» **Available records**
begin
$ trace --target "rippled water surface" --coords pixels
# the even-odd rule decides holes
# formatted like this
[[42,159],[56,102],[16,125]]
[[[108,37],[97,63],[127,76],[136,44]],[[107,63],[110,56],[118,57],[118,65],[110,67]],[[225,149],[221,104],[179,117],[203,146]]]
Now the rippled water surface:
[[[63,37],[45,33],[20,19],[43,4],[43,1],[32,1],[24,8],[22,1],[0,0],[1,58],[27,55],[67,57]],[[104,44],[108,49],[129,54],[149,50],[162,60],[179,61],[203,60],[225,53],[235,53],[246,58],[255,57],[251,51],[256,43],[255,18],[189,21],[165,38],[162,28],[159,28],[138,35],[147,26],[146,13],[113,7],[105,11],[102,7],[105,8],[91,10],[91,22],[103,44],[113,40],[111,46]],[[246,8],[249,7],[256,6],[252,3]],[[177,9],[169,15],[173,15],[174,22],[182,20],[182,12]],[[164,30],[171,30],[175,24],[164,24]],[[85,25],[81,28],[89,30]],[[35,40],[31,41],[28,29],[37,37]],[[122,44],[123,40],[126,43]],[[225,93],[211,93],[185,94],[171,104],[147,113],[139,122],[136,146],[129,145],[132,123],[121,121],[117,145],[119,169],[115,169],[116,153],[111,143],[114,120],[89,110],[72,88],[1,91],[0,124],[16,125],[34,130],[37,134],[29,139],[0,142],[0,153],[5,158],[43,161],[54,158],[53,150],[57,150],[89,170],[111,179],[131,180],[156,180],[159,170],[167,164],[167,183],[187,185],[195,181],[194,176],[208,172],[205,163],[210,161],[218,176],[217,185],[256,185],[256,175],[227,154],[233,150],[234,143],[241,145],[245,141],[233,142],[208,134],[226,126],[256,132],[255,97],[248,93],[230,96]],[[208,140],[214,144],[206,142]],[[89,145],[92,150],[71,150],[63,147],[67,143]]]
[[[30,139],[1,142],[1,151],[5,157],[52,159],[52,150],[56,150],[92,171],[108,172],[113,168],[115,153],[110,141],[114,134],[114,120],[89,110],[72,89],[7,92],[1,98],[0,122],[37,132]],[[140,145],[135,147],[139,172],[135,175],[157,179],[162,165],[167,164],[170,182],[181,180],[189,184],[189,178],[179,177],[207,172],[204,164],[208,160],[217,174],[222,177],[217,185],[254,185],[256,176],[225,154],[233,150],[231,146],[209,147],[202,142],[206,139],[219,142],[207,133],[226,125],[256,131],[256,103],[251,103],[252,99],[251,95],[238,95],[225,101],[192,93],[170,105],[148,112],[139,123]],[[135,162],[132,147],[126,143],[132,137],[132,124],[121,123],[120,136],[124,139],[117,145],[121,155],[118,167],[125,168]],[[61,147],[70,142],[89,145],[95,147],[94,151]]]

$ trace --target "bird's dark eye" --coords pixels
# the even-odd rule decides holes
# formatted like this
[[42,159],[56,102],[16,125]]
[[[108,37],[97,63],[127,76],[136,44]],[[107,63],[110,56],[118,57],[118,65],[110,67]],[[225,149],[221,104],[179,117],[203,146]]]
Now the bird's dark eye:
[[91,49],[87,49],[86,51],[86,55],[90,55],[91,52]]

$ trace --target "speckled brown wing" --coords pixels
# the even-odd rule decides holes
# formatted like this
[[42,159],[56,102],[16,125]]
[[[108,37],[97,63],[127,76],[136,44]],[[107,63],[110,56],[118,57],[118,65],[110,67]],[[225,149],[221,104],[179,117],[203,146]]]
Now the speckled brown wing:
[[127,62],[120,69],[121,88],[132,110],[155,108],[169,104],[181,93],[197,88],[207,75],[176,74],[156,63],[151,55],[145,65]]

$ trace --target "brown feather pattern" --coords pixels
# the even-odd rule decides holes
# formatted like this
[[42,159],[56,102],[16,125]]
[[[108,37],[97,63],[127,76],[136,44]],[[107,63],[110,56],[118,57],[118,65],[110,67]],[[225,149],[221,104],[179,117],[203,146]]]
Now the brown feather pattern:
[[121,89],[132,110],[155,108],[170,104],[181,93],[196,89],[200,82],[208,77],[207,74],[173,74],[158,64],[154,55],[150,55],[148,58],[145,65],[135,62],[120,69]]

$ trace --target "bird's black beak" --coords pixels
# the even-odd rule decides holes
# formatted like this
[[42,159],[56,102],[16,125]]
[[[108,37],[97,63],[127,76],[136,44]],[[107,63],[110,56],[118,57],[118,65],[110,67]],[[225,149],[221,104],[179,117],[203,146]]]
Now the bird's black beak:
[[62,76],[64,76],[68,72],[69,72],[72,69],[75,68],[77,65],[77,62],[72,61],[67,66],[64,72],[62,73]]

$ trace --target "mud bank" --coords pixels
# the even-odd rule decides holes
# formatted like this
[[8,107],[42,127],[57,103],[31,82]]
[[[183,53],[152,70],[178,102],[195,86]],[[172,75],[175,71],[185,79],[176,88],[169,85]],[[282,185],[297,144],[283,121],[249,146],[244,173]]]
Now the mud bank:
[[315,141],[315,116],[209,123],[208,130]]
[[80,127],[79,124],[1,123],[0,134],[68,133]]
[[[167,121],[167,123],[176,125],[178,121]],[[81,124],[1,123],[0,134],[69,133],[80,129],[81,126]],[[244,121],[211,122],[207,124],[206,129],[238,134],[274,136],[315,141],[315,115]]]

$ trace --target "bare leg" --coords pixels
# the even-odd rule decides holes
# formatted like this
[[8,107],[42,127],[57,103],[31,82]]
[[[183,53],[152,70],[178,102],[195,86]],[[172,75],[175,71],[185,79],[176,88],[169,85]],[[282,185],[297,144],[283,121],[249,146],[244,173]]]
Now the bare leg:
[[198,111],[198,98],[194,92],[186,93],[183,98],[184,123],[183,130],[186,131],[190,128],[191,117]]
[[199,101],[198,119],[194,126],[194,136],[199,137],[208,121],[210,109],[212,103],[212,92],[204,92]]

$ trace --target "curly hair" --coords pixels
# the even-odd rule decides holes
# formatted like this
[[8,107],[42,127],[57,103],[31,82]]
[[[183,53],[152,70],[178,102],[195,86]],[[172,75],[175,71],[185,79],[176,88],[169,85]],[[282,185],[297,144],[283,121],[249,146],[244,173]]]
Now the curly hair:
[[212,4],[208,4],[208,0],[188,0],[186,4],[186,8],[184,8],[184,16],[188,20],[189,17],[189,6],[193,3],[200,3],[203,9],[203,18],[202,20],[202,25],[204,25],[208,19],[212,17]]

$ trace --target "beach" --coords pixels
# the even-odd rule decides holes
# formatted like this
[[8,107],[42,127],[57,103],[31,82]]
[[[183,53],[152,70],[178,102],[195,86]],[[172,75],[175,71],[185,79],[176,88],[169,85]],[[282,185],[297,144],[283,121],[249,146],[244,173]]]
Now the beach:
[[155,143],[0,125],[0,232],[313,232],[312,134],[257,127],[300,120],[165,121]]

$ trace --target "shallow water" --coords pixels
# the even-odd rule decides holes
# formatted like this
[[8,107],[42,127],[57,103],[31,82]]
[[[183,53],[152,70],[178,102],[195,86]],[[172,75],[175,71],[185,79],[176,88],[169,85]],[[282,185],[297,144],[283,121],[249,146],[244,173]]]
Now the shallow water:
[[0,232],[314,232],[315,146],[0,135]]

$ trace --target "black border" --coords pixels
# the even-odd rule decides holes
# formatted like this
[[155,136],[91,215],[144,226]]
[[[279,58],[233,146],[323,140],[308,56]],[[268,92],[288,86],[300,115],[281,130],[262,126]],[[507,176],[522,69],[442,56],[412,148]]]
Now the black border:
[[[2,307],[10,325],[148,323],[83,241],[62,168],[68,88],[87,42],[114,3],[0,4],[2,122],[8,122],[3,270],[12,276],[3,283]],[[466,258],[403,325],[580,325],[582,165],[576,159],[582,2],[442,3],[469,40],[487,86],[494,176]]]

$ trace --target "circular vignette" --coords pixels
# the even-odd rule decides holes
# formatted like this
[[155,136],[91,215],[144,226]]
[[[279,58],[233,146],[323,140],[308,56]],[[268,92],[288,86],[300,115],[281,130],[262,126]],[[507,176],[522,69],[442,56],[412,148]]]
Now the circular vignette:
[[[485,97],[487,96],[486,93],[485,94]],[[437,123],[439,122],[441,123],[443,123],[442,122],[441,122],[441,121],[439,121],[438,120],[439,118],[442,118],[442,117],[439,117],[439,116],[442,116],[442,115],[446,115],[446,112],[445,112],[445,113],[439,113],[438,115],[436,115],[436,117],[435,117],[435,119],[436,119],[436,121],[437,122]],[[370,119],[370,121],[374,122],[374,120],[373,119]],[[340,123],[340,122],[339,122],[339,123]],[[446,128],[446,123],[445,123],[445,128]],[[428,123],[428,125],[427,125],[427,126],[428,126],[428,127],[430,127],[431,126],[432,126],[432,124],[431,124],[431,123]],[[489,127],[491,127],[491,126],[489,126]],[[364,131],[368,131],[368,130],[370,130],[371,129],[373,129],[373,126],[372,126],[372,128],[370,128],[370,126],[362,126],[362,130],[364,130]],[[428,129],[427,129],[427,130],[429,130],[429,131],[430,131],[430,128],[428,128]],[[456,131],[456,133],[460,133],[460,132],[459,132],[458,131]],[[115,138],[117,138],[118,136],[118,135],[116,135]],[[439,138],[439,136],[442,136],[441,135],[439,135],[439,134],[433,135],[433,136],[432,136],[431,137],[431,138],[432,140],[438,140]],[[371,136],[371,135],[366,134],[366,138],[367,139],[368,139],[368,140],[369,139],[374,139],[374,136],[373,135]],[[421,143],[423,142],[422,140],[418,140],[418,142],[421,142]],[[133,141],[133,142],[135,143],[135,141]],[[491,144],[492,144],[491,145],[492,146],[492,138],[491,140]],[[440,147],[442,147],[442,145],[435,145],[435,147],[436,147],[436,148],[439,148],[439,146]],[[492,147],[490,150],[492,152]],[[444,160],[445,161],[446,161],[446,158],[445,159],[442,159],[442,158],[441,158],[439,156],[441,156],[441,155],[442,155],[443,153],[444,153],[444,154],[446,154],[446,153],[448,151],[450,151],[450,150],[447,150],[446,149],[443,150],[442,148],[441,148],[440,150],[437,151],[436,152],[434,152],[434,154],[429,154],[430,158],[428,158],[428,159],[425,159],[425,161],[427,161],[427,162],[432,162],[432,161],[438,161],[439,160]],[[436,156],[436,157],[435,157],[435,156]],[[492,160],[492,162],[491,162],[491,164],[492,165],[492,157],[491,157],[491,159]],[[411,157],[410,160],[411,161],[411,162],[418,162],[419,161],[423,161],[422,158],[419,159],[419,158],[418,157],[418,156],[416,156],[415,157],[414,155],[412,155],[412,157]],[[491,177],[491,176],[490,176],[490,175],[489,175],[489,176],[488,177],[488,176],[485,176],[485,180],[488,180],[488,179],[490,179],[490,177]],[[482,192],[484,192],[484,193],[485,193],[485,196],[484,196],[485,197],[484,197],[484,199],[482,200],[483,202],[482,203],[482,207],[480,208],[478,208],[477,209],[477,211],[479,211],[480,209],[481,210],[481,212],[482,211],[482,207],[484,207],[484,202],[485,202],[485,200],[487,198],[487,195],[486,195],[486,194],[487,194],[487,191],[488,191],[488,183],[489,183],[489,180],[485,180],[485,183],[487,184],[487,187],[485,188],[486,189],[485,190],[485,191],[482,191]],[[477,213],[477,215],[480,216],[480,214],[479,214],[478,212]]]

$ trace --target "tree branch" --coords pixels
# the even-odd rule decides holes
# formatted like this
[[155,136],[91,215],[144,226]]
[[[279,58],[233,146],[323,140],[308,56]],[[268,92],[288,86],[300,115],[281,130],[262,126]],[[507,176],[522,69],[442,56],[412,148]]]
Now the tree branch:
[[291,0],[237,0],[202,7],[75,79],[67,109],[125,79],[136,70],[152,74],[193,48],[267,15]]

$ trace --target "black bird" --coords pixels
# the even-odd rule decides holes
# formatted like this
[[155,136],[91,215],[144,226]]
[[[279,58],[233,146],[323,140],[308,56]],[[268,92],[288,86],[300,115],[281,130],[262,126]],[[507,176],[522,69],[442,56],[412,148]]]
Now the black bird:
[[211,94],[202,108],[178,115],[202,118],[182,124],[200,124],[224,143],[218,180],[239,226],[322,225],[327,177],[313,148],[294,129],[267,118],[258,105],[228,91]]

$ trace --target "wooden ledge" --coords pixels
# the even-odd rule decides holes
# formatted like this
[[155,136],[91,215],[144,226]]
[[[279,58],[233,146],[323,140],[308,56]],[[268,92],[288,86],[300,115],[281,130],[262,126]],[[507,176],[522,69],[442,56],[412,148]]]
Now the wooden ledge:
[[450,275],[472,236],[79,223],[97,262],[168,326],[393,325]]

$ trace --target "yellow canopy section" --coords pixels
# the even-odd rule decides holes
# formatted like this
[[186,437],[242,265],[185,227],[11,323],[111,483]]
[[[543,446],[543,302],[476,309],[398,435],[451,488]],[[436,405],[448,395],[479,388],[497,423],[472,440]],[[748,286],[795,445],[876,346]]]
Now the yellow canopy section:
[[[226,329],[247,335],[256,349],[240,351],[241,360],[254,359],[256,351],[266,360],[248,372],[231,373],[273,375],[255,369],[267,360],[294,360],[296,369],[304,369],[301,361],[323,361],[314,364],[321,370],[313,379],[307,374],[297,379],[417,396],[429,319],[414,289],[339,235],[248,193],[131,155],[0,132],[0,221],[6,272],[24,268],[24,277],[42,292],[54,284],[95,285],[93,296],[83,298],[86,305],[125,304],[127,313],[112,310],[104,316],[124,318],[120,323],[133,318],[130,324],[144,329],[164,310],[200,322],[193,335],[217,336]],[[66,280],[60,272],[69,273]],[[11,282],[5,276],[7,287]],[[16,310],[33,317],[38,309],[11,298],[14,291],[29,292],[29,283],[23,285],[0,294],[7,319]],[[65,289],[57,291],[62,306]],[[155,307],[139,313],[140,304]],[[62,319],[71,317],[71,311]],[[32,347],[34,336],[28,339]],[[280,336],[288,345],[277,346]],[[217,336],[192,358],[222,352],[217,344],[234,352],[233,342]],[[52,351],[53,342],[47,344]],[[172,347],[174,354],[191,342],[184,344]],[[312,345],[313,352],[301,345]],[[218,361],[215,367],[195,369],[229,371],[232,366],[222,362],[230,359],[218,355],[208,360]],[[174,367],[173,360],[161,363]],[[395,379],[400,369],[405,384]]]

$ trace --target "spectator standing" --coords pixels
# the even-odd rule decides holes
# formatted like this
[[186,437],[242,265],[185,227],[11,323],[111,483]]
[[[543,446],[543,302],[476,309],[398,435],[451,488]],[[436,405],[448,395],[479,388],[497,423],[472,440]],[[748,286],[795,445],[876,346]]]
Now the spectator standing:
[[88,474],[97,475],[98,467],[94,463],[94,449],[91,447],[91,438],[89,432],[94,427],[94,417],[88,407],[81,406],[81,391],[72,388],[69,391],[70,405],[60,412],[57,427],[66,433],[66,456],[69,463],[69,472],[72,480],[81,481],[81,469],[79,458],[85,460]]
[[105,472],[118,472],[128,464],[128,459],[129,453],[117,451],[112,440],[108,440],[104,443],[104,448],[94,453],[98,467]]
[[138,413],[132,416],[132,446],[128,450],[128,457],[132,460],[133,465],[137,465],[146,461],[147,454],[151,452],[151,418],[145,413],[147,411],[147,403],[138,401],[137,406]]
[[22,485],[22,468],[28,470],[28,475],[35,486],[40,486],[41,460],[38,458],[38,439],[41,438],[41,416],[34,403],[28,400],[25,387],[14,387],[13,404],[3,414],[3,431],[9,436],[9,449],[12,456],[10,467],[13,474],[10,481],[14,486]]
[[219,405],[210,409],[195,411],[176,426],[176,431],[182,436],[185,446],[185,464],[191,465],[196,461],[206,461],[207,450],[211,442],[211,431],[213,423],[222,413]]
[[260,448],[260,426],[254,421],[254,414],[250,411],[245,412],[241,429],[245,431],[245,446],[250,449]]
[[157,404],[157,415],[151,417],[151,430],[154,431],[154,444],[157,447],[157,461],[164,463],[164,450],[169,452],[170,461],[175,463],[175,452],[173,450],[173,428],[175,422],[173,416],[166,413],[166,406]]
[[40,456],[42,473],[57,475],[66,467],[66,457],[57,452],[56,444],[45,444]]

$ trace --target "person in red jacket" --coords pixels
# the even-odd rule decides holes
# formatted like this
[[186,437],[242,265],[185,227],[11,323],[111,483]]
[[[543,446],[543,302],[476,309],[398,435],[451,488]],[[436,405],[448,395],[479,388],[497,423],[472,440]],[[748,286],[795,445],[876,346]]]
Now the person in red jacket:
end
» **What is expected**
Copy the data exactly, starting with its first line and stopping after the line that contains "Now the rippled".

» **Solution**
$ trace --target "rippled water surface" --coords pixels
# the even-odd rule decides holes
# formatted like this
[[42,159],[56,102],[16,125]]
[[[108,37],[97,63],[127,76],[136,44]],[[107,63],[110,56],[118,57],[118,65],[110,67]],[[225,149],[221,104],[179,117],[203,146]]]
Now the rippled water surface:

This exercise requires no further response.